# EXERCISE DESCRIPTION
Extract every line of the items below that contains the word "logo".

(Records from a pointing dataset)

════

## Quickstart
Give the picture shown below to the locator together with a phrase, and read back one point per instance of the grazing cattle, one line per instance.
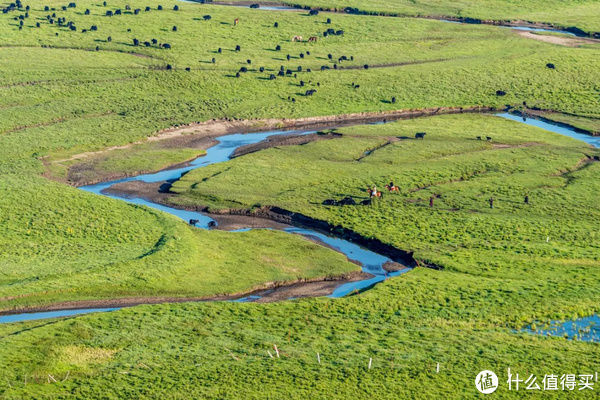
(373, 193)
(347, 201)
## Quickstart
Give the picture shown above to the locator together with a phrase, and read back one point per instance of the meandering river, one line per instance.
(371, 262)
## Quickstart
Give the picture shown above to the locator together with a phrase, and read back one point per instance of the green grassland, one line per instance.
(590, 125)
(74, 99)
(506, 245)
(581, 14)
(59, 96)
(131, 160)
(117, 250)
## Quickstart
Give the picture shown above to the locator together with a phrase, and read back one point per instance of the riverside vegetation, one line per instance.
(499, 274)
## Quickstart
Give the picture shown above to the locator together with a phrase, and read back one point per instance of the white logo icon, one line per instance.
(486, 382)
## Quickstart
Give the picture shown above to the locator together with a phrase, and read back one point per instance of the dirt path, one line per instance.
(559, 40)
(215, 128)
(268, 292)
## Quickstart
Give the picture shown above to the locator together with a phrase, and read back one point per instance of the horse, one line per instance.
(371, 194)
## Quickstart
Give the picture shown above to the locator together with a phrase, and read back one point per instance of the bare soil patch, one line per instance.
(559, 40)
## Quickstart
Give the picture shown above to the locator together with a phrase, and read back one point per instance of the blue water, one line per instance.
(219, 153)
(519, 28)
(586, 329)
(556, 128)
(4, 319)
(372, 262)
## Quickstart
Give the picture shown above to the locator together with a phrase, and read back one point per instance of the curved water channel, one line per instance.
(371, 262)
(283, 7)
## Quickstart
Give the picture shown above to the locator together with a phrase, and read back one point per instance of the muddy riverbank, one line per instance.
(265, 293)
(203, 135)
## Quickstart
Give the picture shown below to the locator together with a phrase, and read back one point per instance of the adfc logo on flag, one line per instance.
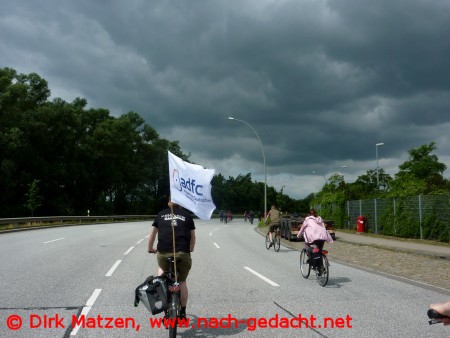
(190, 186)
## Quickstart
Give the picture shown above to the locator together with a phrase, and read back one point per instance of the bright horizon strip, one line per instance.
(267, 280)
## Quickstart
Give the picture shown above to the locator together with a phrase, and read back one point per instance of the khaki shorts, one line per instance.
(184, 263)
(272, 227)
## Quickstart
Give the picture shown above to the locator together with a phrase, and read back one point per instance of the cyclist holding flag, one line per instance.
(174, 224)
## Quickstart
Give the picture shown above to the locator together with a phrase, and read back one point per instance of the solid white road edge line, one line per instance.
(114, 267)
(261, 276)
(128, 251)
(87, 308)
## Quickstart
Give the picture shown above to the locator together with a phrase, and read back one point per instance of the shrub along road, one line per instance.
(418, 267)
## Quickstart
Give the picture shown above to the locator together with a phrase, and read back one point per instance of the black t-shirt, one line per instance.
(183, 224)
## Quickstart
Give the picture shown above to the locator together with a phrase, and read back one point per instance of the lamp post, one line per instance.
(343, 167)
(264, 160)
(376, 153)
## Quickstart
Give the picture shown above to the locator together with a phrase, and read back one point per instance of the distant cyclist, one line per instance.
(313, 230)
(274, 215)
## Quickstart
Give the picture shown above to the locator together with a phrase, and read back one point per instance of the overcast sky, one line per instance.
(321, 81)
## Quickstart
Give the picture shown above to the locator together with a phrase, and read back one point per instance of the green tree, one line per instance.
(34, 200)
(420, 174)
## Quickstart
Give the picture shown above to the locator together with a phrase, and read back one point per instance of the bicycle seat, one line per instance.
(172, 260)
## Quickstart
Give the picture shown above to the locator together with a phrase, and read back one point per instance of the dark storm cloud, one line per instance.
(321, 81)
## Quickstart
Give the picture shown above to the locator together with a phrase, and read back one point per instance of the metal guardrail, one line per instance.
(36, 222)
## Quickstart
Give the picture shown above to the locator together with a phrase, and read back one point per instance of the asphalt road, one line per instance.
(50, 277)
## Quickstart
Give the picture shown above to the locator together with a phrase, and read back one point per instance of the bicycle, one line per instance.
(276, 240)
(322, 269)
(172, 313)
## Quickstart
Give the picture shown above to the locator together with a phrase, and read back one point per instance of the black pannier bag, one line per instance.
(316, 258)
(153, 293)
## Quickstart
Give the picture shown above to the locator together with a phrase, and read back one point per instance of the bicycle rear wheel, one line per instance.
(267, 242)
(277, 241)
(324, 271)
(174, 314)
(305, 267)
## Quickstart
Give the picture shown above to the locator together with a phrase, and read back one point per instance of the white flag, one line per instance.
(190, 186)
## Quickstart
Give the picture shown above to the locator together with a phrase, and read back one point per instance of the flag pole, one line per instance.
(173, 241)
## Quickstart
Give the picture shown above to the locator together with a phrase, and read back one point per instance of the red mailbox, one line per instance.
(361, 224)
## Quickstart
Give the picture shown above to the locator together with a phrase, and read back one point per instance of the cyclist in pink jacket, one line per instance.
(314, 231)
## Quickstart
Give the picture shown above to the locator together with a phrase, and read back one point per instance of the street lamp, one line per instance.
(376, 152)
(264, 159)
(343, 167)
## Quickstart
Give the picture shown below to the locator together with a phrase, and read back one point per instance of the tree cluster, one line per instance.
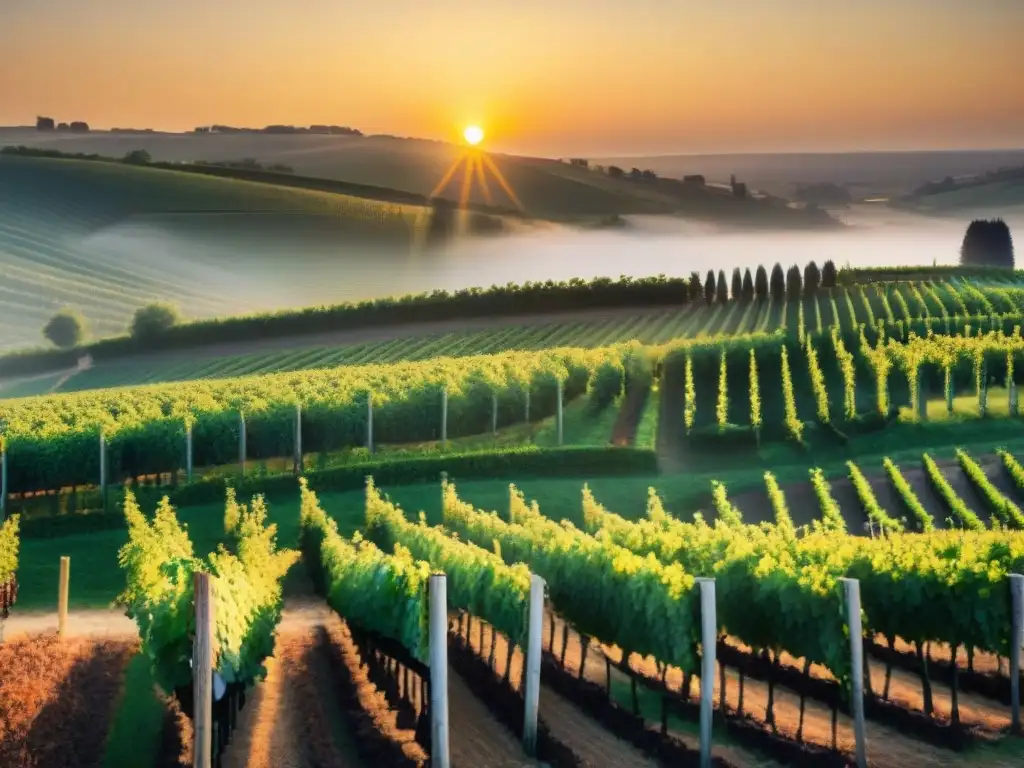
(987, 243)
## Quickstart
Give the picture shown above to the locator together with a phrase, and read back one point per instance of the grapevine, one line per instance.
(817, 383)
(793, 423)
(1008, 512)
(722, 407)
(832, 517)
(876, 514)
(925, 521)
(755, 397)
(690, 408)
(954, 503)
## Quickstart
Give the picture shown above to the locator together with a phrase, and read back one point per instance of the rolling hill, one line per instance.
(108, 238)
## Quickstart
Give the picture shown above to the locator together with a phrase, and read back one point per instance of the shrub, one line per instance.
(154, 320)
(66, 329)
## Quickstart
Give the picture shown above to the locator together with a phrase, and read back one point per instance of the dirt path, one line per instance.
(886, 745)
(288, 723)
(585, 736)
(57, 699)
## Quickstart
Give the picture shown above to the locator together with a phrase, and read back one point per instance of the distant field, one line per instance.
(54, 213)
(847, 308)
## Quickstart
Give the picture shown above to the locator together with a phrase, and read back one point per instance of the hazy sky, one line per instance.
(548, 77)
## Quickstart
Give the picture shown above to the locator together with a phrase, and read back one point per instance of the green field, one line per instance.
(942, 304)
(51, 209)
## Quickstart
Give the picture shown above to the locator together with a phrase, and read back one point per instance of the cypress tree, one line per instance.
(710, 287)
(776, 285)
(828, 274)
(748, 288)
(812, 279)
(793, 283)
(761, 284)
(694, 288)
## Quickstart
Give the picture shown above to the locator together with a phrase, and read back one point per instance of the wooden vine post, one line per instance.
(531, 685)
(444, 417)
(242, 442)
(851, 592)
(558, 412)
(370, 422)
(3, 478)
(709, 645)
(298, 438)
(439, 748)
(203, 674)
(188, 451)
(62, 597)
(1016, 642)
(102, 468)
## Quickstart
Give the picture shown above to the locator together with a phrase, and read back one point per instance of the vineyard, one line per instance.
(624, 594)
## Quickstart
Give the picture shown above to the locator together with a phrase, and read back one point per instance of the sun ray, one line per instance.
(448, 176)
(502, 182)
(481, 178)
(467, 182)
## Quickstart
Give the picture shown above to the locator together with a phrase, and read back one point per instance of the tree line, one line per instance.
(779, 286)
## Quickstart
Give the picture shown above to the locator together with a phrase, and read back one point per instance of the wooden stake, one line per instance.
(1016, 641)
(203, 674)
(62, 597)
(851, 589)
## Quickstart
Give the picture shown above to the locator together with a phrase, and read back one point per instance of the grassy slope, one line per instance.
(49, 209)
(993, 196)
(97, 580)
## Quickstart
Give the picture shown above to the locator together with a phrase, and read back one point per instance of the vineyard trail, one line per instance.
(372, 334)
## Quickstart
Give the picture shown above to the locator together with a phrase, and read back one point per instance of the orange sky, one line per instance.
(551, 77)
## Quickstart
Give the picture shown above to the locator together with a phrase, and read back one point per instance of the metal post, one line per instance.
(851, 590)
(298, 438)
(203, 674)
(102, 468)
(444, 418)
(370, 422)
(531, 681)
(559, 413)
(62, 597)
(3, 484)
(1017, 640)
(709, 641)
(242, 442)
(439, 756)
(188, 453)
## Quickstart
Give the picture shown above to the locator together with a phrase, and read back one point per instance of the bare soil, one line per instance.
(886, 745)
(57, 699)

════

# TASK OUTPUT
Give the picture shown above to the locator together with a phrase, and read back one point per instance of the white logo icon, one line per instance.
Give the picture shown below to the locator together with a phrase, and read back one point per instance of the adfc logo on flag, one line per instance.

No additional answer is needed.